**Instrucciones de tarea:** En el fragmento sobre los pies, ¿a qué atribuye Galende la atención delicada que les presta a sus pies?

Algo que me encanta del inclasificable libro Historia de mis pies, de Federico Galende, es el modo en que explora su relación con una podóloga, entremezclándola con el relato de una caminata urbana, con la cabeza agachada, contemplando el pavimento. Galende detesta a los escritores que se consideran parte de una cofradía de caminantes, o a quienes hacen del caminar un deporte organizado, y tal vez por eso en vez de destrozarse los pies los cuida, como a un auto o una bicicleta, reparándolos periódicamente: "Estos locales son a los caminantes lo que los pits a los autos de carrera: uno hace cada tanto una parada en sus boxes para mantener en buenas condiciones la base de su instrumental de viaje, que requiere de un cierto equilibro entre buena presencia y sanidad." Hay algo fascinante en la narración de una relación centrada en el cuidado de los pies, en manos que los tratan sin fetichizarlos, como herramientas de locomoción pero también como parte del cuerpo digna de cosmética, en un gesto que recuerda en cierto sentido la humildad de Cristo lavándole los pies a sus discípulos. En contraste con la indiferencia con la que Herzog les exige a sus pies hasta herirlos, Galende les presta una atención delicada que él atribuye a sus dificultades tempranas para caminar.
Los pies son nuestro punto de contacto con el suelo, con lo horizontal del espacio en el que nos erguimos sin dejar de ser parte de él. Con ellos podemos recorrerlo, medirlo, pasear, perseguir o escapar. Los usamos para saltar, desafiando la gravedad por un instante, patinar o pedalear transformando su fuerza en impulso a las ruedas, patalear en el agua impulsándonos hacia adelante. Podemos postrarnos a los pies de una figura de autoridad o pisotear a alguien humillándolo, perder pie y caer, dar pie a una situación o poner el pie para una propiedad. Podemos marchar o bailar un pie de cueca, zapatear o caminar de puntillas, cautelosamente, como pisando huevos. Podemos tener pies de barro, una debilidad oculta que pone en riesgo nuestro prestigio, o un talón de Aquiles, pie de atleta o pie plano. Podemos levantarnos con el pie derecho o el izquierdo, ponernos un pie forzado, creer en algo a pie juntillas o seguir las instrucciones al pie de la letra, andar con pies de plomo o buscarle cinco pies al gato, ponernos en pie de guerra o quedarnos al pie del cañón, decir algo sin pies ni cabeza o echar pie atrás, sacar los pies del plato, poner pies en polvorosa o salir con los pies por delante. No podemos, por mucho que queramos, olvidarnos de ese extremo de nuestro cuerpo que nos enraíza en el suelo y sirve de contraparte a nuestra cabeza y sus ensoñaciones aéreas.

**Información:**
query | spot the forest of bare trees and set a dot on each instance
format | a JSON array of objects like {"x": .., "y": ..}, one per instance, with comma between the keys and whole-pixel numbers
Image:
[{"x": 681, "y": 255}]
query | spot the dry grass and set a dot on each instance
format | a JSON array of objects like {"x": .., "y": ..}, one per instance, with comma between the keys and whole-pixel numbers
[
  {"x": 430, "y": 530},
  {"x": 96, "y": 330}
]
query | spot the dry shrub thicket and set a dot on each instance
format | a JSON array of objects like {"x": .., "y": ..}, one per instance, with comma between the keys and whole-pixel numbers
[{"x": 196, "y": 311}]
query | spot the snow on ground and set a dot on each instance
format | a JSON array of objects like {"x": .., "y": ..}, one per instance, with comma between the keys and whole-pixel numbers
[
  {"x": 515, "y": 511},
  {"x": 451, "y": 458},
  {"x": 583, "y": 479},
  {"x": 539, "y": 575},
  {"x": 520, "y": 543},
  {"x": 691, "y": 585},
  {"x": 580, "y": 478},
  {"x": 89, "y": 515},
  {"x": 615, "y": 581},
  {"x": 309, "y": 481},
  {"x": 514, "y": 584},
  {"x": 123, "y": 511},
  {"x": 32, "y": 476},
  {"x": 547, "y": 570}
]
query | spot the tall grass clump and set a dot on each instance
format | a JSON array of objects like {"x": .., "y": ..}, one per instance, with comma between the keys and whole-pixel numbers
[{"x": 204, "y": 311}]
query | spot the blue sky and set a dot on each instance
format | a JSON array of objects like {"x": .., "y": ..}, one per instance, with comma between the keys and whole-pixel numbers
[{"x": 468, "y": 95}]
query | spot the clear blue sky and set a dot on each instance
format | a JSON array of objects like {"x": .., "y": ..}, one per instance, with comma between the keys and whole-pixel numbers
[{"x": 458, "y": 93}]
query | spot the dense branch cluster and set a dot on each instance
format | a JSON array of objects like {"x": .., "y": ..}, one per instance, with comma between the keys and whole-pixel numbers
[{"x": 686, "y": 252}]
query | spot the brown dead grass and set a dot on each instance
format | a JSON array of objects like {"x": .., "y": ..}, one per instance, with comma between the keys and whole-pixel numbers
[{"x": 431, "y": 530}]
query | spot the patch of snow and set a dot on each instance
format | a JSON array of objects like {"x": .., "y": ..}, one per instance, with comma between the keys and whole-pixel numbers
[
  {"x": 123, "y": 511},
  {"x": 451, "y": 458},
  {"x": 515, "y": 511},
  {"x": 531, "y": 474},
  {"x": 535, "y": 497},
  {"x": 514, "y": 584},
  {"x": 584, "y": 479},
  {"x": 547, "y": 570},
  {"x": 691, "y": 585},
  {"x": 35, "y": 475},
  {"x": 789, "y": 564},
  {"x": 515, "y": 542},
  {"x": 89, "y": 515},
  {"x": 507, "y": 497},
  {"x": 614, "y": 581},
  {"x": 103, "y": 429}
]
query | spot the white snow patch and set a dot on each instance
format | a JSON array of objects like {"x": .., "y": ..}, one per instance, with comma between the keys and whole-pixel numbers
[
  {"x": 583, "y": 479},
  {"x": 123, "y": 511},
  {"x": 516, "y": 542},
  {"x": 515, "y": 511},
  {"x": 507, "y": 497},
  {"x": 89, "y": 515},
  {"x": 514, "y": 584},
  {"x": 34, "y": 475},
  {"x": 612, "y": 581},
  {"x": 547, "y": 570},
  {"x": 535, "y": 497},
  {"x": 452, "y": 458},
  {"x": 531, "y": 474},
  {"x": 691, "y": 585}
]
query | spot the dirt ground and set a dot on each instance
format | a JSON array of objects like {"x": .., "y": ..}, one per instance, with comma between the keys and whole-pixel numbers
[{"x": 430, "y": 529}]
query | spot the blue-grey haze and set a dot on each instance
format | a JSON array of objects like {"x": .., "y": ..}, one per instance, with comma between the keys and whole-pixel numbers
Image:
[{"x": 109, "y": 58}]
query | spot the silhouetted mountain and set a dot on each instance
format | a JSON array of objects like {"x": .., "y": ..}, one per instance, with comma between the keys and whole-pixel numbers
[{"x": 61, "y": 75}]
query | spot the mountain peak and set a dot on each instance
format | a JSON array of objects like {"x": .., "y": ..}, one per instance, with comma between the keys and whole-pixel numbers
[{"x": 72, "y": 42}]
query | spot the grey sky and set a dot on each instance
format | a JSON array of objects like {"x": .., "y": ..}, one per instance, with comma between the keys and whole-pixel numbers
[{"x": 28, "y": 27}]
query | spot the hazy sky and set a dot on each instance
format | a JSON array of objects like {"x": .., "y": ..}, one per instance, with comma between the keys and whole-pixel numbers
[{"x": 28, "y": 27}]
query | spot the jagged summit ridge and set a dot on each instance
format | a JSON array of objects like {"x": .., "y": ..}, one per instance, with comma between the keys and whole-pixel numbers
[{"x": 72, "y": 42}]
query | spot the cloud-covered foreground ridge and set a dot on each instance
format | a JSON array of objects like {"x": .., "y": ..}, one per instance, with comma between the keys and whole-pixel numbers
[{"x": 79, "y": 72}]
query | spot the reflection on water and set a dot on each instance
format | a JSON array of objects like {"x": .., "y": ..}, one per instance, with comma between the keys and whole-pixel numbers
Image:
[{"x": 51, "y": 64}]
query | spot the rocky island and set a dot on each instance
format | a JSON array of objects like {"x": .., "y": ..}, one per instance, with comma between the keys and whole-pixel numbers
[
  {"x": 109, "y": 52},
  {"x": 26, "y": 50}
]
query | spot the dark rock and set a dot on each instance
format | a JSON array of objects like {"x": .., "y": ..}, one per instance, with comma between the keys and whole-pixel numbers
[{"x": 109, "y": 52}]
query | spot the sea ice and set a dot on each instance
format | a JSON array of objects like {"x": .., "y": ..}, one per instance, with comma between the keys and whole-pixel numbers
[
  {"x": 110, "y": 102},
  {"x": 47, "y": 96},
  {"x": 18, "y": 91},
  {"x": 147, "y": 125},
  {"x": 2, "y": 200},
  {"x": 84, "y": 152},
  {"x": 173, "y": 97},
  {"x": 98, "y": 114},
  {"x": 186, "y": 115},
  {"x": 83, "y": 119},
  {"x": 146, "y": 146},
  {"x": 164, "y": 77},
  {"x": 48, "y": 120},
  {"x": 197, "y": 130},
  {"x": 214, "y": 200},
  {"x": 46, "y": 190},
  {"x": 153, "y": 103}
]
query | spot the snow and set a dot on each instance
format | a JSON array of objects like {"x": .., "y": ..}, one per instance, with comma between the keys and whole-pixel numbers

**Resultado:** A sus dificultades tempranas para caminar.